#### Tekstfragment:
Het probleem is namelijk:
Indisch-Nederlanders hebben geen echte eigen land,
zoals de:
Joden, Marokanen, Surinamers, Turken etcetera.
Ons moederland(geboorteland) is het voormalig-Nederlands-Indië
de huidige Republik Indonesia;
ons vaderland is Nederland.
Als wij in Indonesië op vakantie zijn,
zijn wij daar de orang asing dari Negeri Belanda
= vreemdeling uit Nederland of gewoon orang Belanda.
Terug in Nederland zijn wij voor menige bewoners in Nederland “de Indonesiër”,
omdat de Nederlandse regering, de gemeenten, de scholen, de dagbladen,
de weekbladen, de maandbladen in heel Nederland,
heel erg gebrekkig zijn met het geven en publiceren van maandelijkse informatie
over het bestaan van de:
V.O.C.; Nederlands-Indië, Indisch-Nederlanders, Totoks die in het voormalig Nederlands-Indië langdurig woonden(velen zijn in Indië geboren), Indiëgangers etcetera.

#### Gegevenslijst:
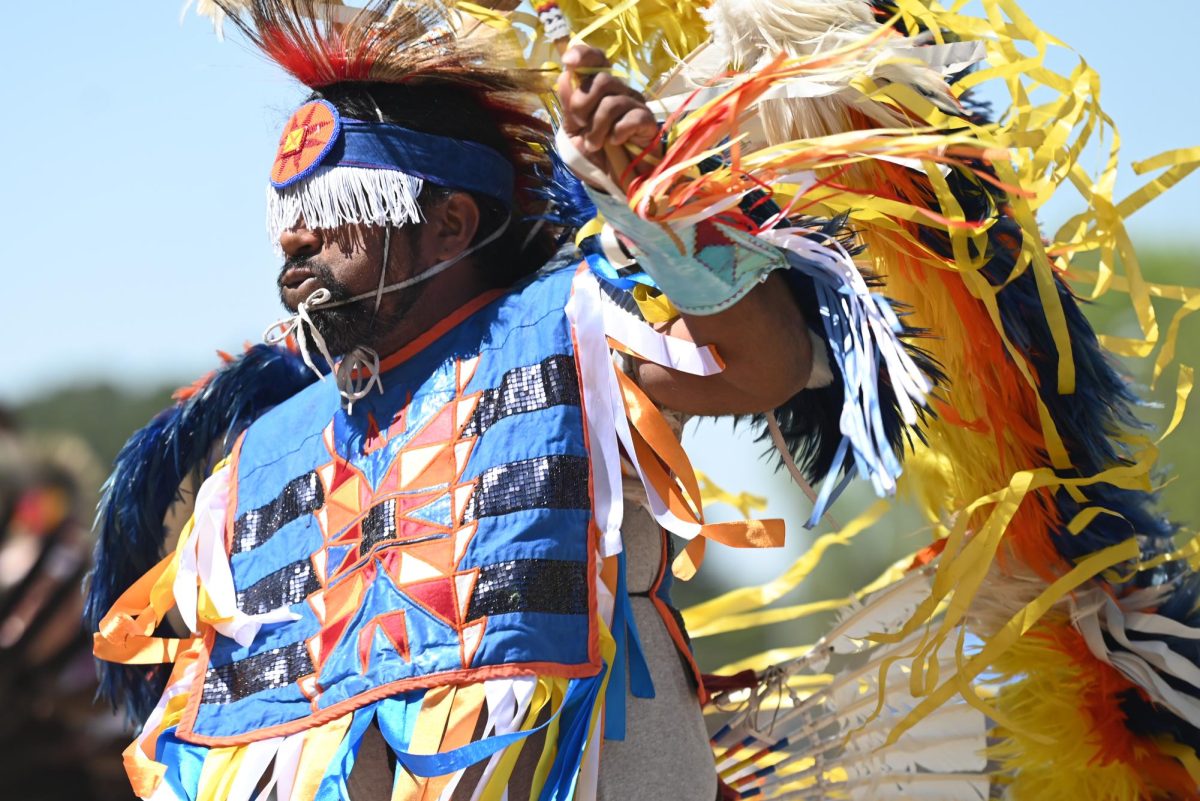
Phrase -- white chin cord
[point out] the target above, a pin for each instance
(358, 373)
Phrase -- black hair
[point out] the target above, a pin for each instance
(456, 110)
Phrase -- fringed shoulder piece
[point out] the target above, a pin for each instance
(145, 481)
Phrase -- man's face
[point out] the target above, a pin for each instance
(347, 262)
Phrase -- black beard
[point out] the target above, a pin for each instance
(358, 324)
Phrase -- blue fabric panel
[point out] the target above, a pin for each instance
(528, 435)
(184, 763)
(525, 535)
(300, 536)
(281, 440)
(529, 636)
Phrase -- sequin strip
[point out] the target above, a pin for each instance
(552, 383)
(545, 482)
(291, 584)
(271, 669)
(303, 495)
(379, 524)
(545, 585)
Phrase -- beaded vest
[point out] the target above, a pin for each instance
(439, 534)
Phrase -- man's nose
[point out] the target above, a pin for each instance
(300, 242)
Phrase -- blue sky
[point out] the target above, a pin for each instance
(132, 194)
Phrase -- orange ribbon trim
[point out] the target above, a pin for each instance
(126, 633)
(669, 470)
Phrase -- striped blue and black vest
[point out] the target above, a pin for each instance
(442, 533)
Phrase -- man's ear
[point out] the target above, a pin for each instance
(453, 224)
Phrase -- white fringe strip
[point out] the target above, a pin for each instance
(340, 196)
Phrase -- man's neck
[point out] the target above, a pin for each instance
(442, 296)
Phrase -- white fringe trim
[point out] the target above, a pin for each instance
(340, 196)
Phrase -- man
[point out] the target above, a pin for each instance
(442, 571)
(443, 486)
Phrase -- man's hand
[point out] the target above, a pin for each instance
(599, 110)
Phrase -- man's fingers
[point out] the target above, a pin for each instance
(639, 127)
(583, 104)
(609, 112)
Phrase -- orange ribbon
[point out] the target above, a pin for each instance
(126, 633)
(669, 470)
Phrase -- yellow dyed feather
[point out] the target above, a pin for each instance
(1045, 690)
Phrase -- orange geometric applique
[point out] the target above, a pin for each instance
(394, 507)
(306, 139)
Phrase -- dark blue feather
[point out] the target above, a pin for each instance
(570, 208)
(145, 481)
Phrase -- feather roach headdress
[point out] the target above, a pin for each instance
(333, 169)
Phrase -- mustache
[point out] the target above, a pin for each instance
(321, 271)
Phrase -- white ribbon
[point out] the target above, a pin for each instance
(204, 564)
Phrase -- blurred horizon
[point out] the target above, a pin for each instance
(163, 132)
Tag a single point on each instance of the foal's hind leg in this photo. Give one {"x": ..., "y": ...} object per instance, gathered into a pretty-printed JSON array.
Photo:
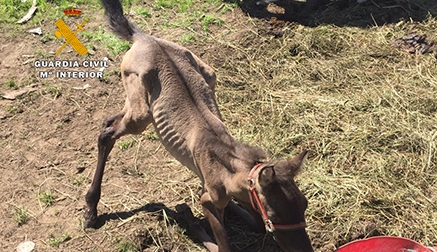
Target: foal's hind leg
[
  {"x": 133, "y": 119},
  {"x": 114, "y": 127}
]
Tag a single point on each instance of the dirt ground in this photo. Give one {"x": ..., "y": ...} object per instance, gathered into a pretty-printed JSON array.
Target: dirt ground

#### Korte opgave:
Welk land noemt het fragment over Indisch-Nederlanders hun vaderland? Deze lijst is afkomstig uit een andere bron.

#### Resultaat hieronder:
Nederland.